## Problem requirements
Copy the data below word for word, beginning with the line that contains "Practice. Find the blue sky" and continuing through the line that contains "pixel 48 51", both included.

## Exercise input
▬▬▬▬▬▬

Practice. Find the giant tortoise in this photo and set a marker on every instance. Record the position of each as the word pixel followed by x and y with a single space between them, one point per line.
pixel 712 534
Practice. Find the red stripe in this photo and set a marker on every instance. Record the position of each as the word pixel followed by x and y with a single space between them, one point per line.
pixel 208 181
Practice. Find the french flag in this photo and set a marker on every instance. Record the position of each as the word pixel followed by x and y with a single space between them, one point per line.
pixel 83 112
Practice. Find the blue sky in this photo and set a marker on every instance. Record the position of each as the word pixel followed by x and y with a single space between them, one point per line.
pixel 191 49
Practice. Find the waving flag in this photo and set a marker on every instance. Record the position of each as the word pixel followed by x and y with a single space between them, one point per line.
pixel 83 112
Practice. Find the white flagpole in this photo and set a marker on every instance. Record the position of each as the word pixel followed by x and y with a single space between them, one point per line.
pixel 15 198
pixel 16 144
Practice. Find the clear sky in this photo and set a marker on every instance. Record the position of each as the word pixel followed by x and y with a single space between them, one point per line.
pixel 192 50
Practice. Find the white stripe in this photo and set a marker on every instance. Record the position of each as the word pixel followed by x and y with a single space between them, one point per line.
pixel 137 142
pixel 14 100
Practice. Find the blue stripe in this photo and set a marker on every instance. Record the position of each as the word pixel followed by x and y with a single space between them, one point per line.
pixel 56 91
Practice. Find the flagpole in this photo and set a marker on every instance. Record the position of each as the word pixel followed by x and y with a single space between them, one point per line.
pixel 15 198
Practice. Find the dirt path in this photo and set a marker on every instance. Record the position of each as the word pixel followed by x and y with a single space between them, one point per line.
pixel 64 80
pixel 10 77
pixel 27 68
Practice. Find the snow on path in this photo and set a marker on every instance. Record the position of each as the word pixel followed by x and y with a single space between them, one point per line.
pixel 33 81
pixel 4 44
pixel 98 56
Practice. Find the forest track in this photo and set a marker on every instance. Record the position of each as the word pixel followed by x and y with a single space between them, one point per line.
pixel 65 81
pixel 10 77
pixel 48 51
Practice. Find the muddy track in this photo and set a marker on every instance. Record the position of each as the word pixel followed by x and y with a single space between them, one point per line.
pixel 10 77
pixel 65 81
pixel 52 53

▬▬▬▬▬▬

## Response below
Practice. Find the blue sky in this photo and set a marker on every instance. Record the position of each as the word pixel followed by x and y with a single space between them, one point per line.
pixel 191 49
Practice. Find the waving flag in this photo and set a marker on every instance. Record the position of each as the word pixel followed by x and y with a single space between them, one point per line.
pixel 83 112
Practice. Find the white flagpole in this photo and set a marker on every instance. Record the position of each as the word pixel followed by x and y with a single space between them, one point per line.
pixel 15 198
pixel 16 144
Practice. Find the clear sky in this photo and set a marker on every instance. Record the position of each as the word pixel followed by x and y with a single space between them, one point per line.
pixel 192 50
Practice. Find the white stripe in this photo and set a marker on every instance. Record the position of each as the word pixel followed by x and y with a single space between them, one point per line.
pixel 137 142
pixel 14 100
Practice. Find the blue stripe in this photo and set a marker on every instance. Record the position of each as the word pixel followed by x and y with a single space between them, one point per line.
pixel 56 91
Practice. Find the flagpole in this photo and set a marker on every instance. Record the position of each as the word pixel followed by x and y with a single space between them, one point per line.
pixel 15 198
Practice. Find the dirt path in this photo and set a marker on every instance. Record the position of each as the word pixel followed by x and y with a single space between them, one point per line.
pixel 64 80
pixel 10 77
pixel 27 68
Practice. Find the snow on path in this photo and set a marker on every instance. Record the position of each as the word pixel followed by x and y with a single space between them, one point per line.
pixel 33 81
pixel 4 44
pixel 98 56
Practice. Find the forest track in this photo and set a marker on every instance. Record the position of each as the word pixel followed by x and y with a single space between them, one point per line.
pixel 65 81
pixel 10 77
pixel 48 51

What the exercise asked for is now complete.